**Exercise brief:**
Go through the records below and report each line with "baseboard" in it.

[Source records]
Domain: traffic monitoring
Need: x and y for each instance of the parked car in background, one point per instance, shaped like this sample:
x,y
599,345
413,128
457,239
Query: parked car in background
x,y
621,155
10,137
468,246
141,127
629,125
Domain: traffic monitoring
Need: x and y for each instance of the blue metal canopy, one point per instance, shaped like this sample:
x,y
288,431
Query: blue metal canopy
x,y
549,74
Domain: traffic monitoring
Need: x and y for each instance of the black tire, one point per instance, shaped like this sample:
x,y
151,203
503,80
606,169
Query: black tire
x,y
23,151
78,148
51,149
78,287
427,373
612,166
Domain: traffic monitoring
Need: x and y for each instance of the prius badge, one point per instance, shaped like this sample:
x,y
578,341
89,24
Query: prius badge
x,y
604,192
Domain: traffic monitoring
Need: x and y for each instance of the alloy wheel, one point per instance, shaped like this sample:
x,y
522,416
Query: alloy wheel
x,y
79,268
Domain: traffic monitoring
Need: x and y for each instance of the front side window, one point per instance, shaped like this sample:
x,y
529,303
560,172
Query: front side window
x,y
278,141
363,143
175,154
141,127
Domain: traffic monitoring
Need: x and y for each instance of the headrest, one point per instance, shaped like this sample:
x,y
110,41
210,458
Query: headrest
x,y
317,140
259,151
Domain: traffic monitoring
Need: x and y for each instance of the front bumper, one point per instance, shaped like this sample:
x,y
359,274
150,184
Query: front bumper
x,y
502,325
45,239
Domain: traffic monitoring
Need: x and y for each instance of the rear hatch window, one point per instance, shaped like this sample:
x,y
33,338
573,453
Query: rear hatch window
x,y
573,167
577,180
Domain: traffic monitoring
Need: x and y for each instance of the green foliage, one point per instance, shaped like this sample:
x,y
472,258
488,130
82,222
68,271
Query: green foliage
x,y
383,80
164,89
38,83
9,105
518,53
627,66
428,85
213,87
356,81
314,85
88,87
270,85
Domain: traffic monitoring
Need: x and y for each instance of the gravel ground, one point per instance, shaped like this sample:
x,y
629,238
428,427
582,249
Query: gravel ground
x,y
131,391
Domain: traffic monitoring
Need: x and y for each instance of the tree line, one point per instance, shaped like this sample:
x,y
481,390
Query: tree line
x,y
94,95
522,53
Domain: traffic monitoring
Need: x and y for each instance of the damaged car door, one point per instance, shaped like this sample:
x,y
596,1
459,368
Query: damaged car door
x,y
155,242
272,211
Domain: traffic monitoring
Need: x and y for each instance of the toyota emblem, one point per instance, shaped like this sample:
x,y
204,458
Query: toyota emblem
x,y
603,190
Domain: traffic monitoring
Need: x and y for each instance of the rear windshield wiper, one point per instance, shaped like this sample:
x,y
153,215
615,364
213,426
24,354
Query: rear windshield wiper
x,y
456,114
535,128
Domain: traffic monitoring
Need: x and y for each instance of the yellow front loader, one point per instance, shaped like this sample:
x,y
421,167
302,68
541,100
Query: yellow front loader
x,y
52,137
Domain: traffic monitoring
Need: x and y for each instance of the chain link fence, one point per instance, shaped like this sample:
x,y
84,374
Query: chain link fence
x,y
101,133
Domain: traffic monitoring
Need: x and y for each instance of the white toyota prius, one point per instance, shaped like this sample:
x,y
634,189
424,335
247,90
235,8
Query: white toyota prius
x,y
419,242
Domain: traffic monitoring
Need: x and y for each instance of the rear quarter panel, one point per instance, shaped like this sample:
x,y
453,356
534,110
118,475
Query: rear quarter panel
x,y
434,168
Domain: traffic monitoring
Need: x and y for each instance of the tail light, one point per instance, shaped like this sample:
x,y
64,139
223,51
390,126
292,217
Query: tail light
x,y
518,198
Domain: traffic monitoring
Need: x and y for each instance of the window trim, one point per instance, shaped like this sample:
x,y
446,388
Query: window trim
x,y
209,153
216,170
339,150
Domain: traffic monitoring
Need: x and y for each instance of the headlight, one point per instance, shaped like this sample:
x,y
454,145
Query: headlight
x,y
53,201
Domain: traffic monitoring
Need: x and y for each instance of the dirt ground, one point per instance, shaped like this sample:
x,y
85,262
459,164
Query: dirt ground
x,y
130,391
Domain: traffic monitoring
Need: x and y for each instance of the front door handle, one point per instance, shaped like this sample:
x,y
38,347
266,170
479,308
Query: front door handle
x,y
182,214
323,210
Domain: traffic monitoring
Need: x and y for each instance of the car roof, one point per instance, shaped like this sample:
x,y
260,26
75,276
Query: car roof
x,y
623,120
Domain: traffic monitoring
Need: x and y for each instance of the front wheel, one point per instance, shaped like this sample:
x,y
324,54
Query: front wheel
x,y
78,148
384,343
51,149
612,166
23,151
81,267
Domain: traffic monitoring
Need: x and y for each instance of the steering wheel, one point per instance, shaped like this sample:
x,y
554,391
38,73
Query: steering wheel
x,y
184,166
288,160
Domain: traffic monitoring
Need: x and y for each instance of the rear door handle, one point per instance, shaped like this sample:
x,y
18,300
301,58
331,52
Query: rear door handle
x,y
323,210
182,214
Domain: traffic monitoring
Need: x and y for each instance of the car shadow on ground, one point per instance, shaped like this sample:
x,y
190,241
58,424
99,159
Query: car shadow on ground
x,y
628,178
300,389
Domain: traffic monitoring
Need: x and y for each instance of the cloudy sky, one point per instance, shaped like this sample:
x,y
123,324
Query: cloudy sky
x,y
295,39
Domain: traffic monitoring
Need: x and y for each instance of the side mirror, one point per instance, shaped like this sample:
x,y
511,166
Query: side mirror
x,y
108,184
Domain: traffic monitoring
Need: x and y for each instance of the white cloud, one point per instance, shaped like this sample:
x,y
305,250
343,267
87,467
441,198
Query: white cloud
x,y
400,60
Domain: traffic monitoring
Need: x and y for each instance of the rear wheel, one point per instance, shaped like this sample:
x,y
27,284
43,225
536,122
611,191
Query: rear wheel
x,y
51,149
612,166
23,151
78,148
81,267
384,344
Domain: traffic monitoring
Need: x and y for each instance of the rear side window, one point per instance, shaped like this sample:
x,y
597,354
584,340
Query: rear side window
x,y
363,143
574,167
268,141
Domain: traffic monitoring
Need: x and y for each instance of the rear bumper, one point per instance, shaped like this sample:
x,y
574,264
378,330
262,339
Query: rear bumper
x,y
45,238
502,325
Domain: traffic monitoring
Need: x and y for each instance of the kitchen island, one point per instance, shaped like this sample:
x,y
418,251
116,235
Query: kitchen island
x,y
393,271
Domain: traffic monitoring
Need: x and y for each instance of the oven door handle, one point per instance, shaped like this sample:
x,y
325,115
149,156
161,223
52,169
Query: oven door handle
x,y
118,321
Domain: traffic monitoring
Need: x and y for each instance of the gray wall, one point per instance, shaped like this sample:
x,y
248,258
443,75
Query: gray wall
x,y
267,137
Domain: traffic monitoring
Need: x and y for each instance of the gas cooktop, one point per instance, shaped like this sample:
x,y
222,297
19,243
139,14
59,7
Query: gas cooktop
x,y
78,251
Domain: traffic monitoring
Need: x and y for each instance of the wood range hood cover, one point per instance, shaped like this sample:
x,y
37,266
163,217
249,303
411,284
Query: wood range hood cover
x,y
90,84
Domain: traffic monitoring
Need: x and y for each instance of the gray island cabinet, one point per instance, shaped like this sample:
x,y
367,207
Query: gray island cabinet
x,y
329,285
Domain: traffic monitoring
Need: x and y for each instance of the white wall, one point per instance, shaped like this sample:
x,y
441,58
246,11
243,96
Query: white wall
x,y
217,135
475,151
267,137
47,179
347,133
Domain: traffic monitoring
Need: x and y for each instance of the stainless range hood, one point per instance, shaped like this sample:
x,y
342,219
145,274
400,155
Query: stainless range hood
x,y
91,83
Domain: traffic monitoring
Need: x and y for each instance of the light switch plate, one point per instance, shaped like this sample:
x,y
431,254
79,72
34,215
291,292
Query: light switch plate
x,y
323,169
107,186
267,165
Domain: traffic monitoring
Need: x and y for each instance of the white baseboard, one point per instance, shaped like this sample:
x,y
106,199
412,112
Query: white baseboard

**Answer for this exercise:**
Need: x and y for each instance of the white baseboard, one point per instance, shaped like this sample:
Query: white baseboard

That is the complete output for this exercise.